Localize na listagem cada linha em que aparece a palavra "blouse" e copie essas linhas. Considere a diferença entre maiúsculas e minúsculas.

━━ TRECHO DOS DADOS

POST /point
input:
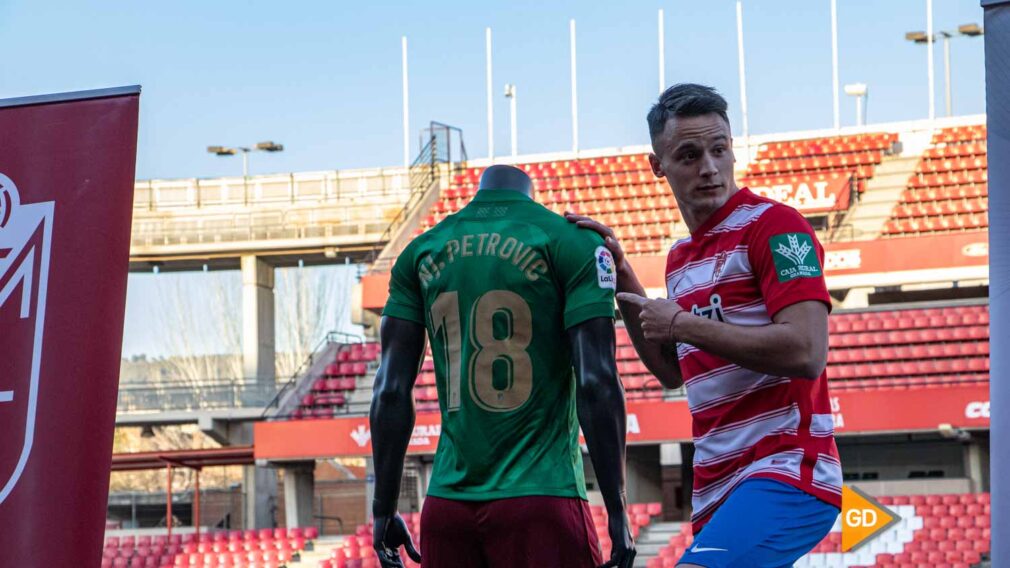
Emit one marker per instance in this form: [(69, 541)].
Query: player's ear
[(653, 162)]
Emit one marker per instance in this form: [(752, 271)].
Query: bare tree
[(194, 318), (313, 302), (186, 437)]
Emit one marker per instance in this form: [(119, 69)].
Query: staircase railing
[(332, 337), (437, 148)]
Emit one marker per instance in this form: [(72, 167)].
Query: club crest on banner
[(25, 245)]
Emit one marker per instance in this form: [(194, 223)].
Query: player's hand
[(657, 316), (388, 535), (622, 551), (609, 239)]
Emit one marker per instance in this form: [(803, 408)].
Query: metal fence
[(202, 395)]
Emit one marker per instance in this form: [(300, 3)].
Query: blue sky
[(323, 78)]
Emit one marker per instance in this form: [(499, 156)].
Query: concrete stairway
[(322, 550), (883, 191), (653, 538)]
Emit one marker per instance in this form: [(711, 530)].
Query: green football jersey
[(497, 285)]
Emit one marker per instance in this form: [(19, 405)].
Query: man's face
[(695, 154)]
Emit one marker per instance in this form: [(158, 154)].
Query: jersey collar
[(499, 195), (722, 212)]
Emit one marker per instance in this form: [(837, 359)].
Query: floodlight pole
[(997, 24), (834, 64), (575, 92), (663, 57), (946, 72), (743, 79), (491, 104), (406, 111), (929, 59)]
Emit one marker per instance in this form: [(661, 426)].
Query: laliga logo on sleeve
[(605, 271), (25, 242)]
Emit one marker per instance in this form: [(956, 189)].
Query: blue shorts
[(764, 524)]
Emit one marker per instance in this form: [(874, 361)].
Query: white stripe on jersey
[(821, 424), (684, 241), (784, 463), (750, 313), (827, 474), (727, 442), (701, 270), (731, 387), (741, 216)]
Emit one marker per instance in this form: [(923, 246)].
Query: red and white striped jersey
[(752, 258)]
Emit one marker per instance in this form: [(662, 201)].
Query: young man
[(518, 305), (746, 316)]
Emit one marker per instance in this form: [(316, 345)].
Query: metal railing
[(437, 148), (217, 393), (167, 235), (200, 395), (279, 189)]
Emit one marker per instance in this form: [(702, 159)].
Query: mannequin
[(599, 402), (508, 178)]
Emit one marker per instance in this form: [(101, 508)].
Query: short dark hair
[(685, 99)]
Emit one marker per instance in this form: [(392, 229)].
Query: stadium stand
[(270, 548), (329, 391), (948, 191), (619, 190), (896, 348), (904, 348), (820, 159), (909, 348), (622, 192)]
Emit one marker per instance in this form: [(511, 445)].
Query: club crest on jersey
[(712, 311), (791, 253), (25, 242), (606, 271)]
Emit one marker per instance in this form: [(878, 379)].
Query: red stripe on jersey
[(746, 423)]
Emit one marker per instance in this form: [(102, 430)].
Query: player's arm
[(391, 417), (660, 359), (787, 259), (392, 420), (600, 403), (794, 345)]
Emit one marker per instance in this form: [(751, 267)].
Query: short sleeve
[(587, 273), (787, 260), (405, 300)]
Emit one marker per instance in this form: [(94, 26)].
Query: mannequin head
[(506, 178)]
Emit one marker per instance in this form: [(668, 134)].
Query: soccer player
[(518, 305), (745, 329)]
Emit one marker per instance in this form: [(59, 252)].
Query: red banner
[(812, 196), (67, 165), (879, 410)]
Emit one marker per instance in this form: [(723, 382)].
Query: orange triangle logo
[(862, 518)]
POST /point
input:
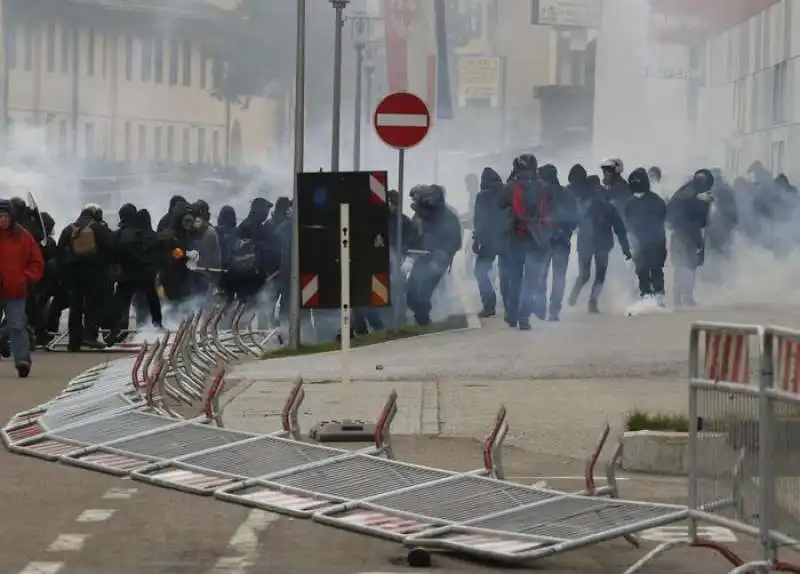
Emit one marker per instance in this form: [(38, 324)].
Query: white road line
[(68, 543), (243, 545), (43, 568), (96, 515), (120, 493)]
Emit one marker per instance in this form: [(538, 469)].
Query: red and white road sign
[(402, 120)]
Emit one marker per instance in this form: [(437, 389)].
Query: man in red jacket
[(21, 266)]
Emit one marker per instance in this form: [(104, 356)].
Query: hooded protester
[(645, 218), (134, 253), (687, 216), (619, 192), (85, 255), (489, 229), (21, 267), (599, 222), (226, 233), (531, 229), (175, 203), (565, 220)]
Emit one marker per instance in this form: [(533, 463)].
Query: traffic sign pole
[(402, 120)]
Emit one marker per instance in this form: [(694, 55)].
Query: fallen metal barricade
[(252, 457), (744, 420), (135, 452)]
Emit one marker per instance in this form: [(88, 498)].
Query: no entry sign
[(402, 120)]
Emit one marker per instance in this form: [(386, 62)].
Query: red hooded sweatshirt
[(21, 262)]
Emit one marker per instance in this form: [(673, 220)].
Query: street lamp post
[(299, 140), (339, 6)]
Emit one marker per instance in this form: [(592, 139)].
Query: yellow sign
[(478, 77)]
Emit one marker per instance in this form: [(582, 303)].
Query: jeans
[(17, 330)]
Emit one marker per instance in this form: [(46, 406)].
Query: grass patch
[(404, 332), (669, 422)]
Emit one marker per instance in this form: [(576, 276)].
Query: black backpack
[(245, 259)]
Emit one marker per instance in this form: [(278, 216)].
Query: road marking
[(120, 493), (68, 543), (42, 568), (664, 534), (96, 515), (243, 545)]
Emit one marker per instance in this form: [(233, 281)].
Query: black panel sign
[(319, 199)]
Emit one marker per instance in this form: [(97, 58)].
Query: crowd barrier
[(130, 417)]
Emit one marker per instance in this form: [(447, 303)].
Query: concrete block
[(659, 452)]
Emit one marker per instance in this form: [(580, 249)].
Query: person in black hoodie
[(85, 253), (565, 219), (687, 215), (531, 228), (133, 250), (599, 222), (645, 218), (489, 228)]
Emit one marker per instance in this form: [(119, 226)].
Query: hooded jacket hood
[(577, 175), (639, 181), (490, 179)]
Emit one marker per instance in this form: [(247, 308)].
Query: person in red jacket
[(21, 266)]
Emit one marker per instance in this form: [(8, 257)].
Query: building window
[(28, 32), (65, 49), (142, 143), (203, 70), (215, 147), (174, 58), (170, 142), (62, 138), (201, 145), (158, 63), (157, 143), (147, 60), (129, 58), (51, 47), (187, 138), (779, 86), (88, 144), (128, 144), (187, 63)]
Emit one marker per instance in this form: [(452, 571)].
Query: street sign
[(320, 196), (402, 120)]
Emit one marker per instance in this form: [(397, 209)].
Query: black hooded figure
[(645, 218), (134, 253), (489, 229), (687, 216), (599, 221), (565, 221)]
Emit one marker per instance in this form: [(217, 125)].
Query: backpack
[(82, 240), (245, 259)]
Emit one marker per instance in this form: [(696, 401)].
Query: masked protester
[(529, 202), (21, 266), (85, 253), (599, 222), (687, 216), (440, 237), (489, 232), (645, 218)]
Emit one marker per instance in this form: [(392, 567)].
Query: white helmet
[(613, 164)]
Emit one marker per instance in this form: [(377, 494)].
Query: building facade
[(123, 81)]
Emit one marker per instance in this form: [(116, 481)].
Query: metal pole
[(399, 308), (344, 255), (358, 112), (299, 136), (339, 5)]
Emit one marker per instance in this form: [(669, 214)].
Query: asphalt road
[(59, 519)]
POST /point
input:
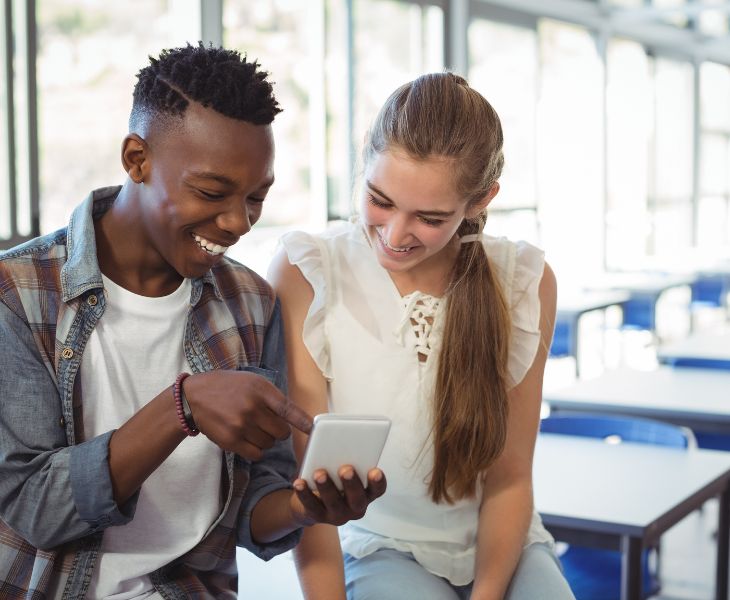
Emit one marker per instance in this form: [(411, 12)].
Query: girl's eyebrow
[(426, 213)]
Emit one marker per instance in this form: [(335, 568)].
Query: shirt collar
[(81, 271)]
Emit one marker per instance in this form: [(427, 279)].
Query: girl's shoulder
[(517, 263), (337, 236)]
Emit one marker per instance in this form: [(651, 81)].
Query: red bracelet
[(188, 425)]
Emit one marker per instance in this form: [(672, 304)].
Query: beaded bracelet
[(184, 415)]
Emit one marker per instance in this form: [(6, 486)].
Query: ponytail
[(470, 401)]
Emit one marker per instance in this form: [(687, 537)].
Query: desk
[(626, 496), (644, 290), (695, 398), (571, 307), (710, 349)]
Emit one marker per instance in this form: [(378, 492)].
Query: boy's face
[(203, 187)]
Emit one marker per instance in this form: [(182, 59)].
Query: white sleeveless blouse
[(360, 332)]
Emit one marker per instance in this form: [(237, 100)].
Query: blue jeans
[(392, 575)]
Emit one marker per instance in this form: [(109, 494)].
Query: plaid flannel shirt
[(55, 488)]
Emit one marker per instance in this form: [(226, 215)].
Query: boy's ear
[(135, 157), (479, 206)]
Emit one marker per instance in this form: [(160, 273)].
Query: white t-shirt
[(135, 351), (360, 333)]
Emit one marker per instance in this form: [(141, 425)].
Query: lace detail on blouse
[(420, 311)]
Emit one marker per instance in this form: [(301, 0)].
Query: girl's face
[(411, 210)]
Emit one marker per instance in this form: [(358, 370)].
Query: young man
[(105, 492)]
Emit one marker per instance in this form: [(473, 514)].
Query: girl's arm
[(318, 556), (507, 504)]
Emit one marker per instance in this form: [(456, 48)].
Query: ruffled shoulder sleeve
[(519, 266), (309, 254)]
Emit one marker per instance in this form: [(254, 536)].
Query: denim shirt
[(56, 496)]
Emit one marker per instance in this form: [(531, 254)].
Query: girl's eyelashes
[(430, 221), (378, 202)]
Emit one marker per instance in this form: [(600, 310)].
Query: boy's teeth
[(209, 246)]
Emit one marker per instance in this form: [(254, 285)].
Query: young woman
[(412, 312)]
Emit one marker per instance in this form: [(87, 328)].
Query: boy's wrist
[(298, 513)]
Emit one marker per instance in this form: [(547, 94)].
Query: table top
[(714, 345), (640, 282), (625, 489), (680, 394), (578, 302)]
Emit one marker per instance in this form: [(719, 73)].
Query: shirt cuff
[(92, 487), (269, 550)]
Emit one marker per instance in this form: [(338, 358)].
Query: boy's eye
[(210, 195)]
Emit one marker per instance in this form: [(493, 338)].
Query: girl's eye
[(431, 222), (378, 202)]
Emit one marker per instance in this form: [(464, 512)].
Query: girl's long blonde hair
[(439, 115)]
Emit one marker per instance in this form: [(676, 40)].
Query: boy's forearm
[(319, 564), (273, 518)]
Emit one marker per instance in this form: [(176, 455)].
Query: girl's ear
[(135, 157), (479, 206)]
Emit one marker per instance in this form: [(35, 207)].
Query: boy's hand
[(242, 412), (328, 504)]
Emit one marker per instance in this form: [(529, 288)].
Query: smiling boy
[(106, 491)]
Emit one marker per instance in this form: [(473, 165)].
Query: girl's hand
[(329, 505)]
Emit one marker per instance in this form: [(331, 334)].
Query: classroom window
[(672, 152), (85, 88), (394, 42), (503, 66), (570, 149), (713, 211), (629, 114), (6, 229)]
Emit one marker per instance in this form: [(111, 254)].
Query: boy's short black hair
[(214, 77)]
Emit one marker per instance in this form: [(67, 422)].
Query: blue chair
[(710, 290), (595, 574)]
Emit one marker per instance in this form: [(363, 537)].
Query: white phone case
[(337, 440)]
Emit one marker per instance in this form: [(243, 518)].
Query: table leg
[(631, 548), (723, 543)]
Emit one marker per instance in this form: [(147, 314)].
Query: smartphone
[(337, 440)]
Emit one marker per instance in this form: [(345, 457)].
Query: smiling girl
[(412, 312)]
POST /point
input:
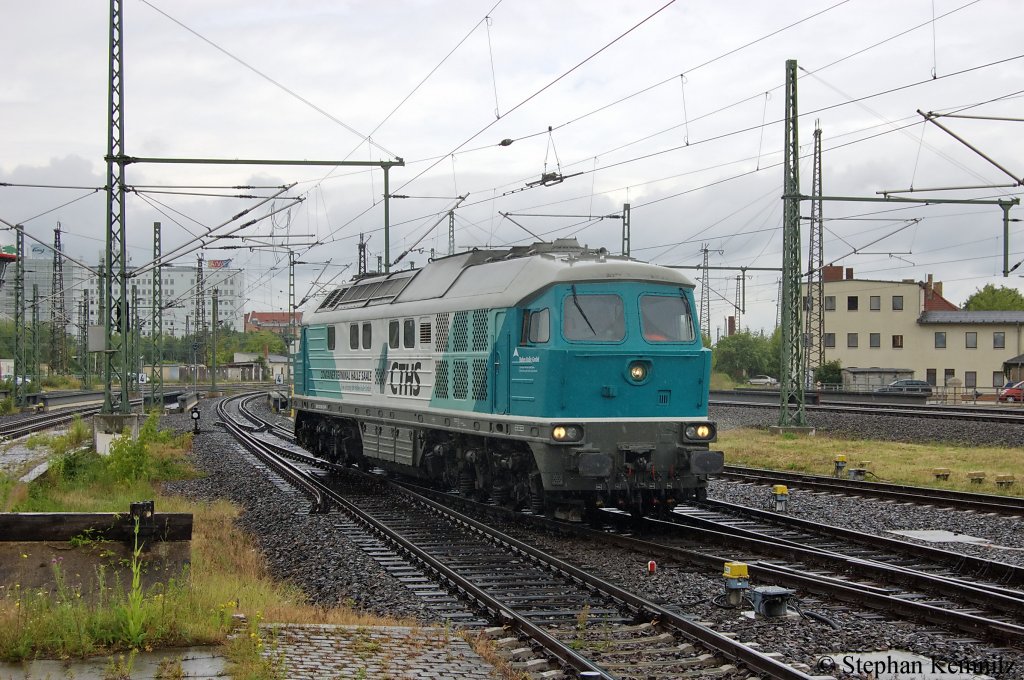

━━━━

### [SOLUÇÃO DO EXERCÍCIO]
Query: white sleeveless blouse
Query: lace detail on blouse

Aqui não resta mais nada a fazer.